→ Задания:
(a) Воспроизведите без изменений фрагмент исходного текста от слов «Конечно, если стоять» до слов «разогнать Государственную Думу.» включительно.
(b) Назовите три пути выхода из неопределенного положения, которые перечислены в исходном тексте.

---------- Исходный текст ----------

Конечно, кадетское министерство, не задумавшись, поручилось бы перед биржей за прошлые долги самодержавия, но кто поручится перед биржей за кадетское министерство? А такое ручательство необходимо. Та же самая причина, которая заставляла абсолютизм колебаться в вопросе о кадетском министерстве, т.-е. полное недоверие к способности кадетов овладеть революцией и успокоить ее -- эта же причина должна породить в бирже, по крайней мере, выжидательное настроение. А между тем, деньги нужны сейчас: кадетское министерство было бы исходом, если бы под него можно было авансом получить новые миллиарды.

Конечно, если стоять на точке зрения формальной конституционной логики, немедленное призвание кадетов к власти должно казаться неизбежным. Но реальная политическая логика далеко не всегда согласуется с логикой правовой.

Есть, однако, обстоятельство, свидетельствующее в пользу кадетских портфелей: это прежде всего необходимость выйти из того неопределенного положения, которое возбуждает нацию, деморализует армию и которое все равно не может длиться вечно. -- Но выйти можно трояким путем: призвать к управлению кадетов, передать министерские портфели либеральным бюрократам или, наконец, в той или иной форме разогнать Государственную Думу.

Либерально-бюрократическое министерство принесет с собою все неудобства кадетского министерства: амнистию, хотя бы и не полную, свободу собраний и прессы, хотя бы и ограниченную, -- но не будет иметь даже того единственного преимущества, которое дал бы кабинет Муромцева -- Милюкова101: не свяжет с монархией думское большинство. Министерство Ермолова -- Шипова102 будет повторением министерства Витте, только при еще менее благоприятных обстоятельствах. Но опыт Витте, надо думать, не принадлежит к таким, которые располагают к повторениям.

Третий путь -- разогнать Думу. Конечно, это самый заманчивый исход. Это был бы великолепный реванш, полное нравственное удовлетворение за все неприятности, причиненные "этими господами". Они требовали, чтобы министры убрались в отставку, кричали им вон, указывали на них пальцами, -- как заманчиво было бы послать к ним полицмейстера, который войдет и скажет: господа, потрудитесь разойтись! -- В лакейских Петергофа этот сюжет разбирается, несомненно, на все лады со сладострастием ищущей удовлетворения мести. Многие тайные советники в бессонные ночи рисуют себе эту восхитительную сцену: хе-хе-хе... потрудитесь, господа, разойтись!

Но что будет на другой день? Правда, широкие народные массы не считают кадетов своими представителями; правда, передовые элементы народа видят в кадетах злостных отступников от всех принятых ими на себя обязательств, -- и тем не менее правильный революционный инстинкт подскажет массам, что насильственное распущение Думы нельзя оставить безнаказанным. Сама Дума, отступая перед полицмейстером с резолюцией протеста, может сколько угодно призывать нацию к грозному спокойствию, -- на разгон Думы народ, несомненно, ответит выступлением такого размаха, какого еще не знала наша революция. Вопрос о том, -- кто хозяин в стране, снова будет решаться на улицах, как в декабрьские дни. Но после декабря прошло полгода непрерывного политического кипения, -- кто предскажет, как будет себя держать армия? Разогнать или не разгонять? спрашивают себя тайные советники Петергофа. Разогнать или не разгонять? гадает на кофейной гуще Папюс. Разогнать или не разгонять? размышляет генерал Трепов и задумчиво смотрит на немые батареи Петропавловской крепости.

---------- Записи ----------

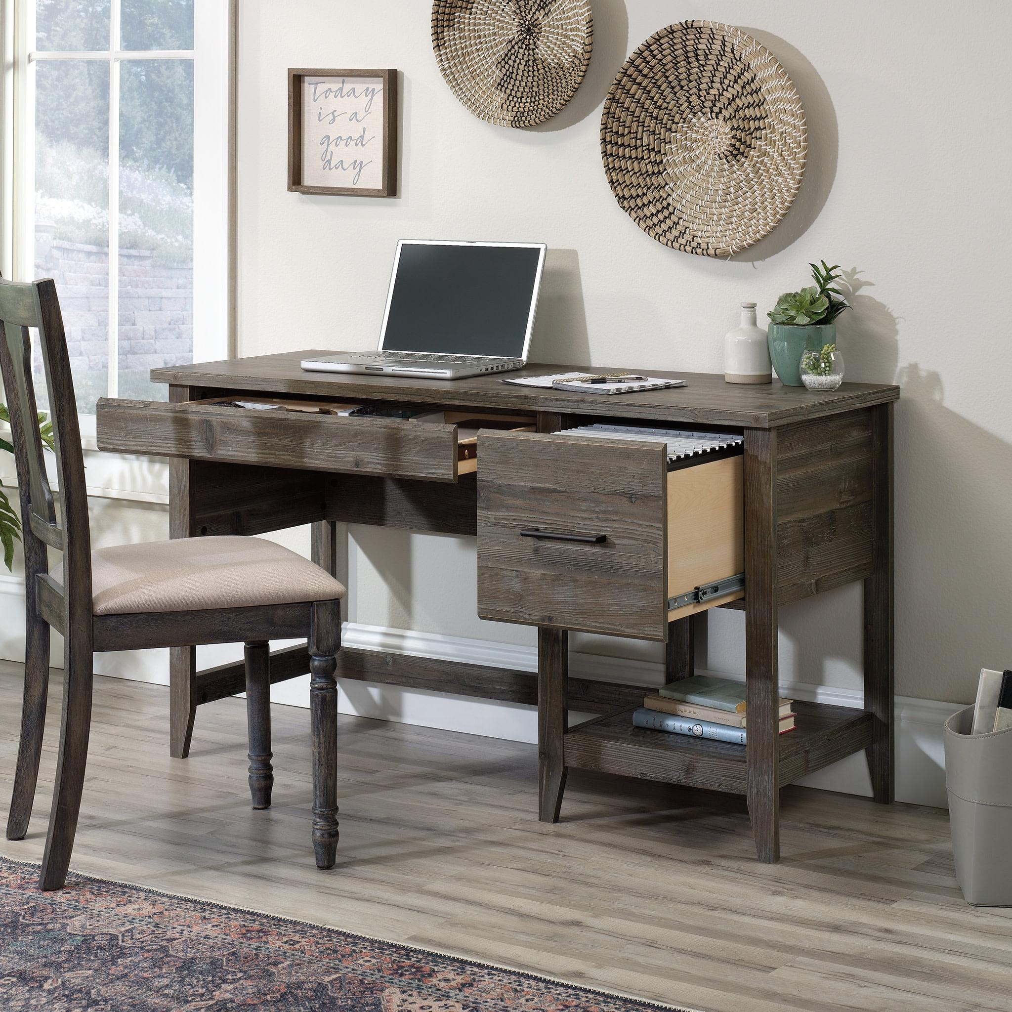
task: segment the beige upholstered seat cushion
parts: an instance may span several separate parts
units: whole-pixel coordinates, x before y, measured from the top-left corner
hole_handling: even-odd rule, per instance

----------
---------- Записи ----------

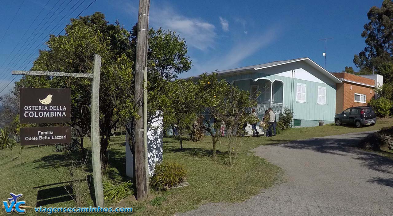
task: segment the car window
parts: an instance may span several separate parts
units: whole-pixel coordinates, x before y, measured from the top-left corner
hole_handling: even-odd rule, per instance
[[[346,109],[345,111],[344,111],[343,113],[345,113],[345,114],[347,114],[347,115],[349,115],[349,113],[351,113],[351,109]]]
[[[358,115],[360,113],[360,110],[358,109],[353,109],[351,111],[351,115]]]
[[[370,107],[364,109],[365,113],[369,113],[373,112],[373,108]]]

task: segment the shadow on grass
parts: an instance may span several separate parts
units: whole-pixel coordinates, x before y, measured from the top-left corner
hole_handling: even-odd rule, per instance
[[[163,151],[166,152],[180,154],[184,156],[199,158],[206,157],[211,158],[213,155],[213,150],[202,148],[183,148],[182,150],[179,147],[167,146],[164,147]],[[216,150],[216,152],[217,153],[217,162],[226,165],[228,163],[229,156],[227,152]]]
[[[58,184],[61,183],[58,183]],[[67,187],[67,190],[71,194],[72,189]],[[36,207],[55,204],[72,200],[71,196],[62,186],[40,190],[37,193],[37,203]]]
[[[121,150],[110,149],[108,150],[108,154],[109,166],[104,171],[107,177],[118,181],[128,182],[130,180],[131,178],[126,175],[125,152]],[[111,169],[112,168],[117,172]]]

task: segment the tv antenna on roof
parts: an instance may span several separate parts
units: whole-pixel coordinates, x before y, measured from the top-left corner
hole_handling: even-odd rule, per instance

----------

→ Ответы к заданиям:
(a)
Конечно, если стоять на точке зрения формальной конституционной логики, немедленное призвание кадетов к власти должно казаться неизбежным. Но реальная политическая логика далеко не всегда согласуется с логикой правовой.

Есть, однако, обстоятельство, свидетельствующее в пользу кадетских портфелей: это прежде всего необходимость выйти из того неопределенного положения, которое возбуждает нацию, деморализует армию и которое все равно не может длиться вечно. -- Но выйти можно трояким путем: призвать к управлению кадетов, передать министерские портфели либеральным бюрократам или, наконец, в той или иной форме разогнать Государственную Думу.

(b) Призвать к управлению кадетов, передать министерские портфели либеральным бюрократам или в той или иной форме разогнать Государственную Думу.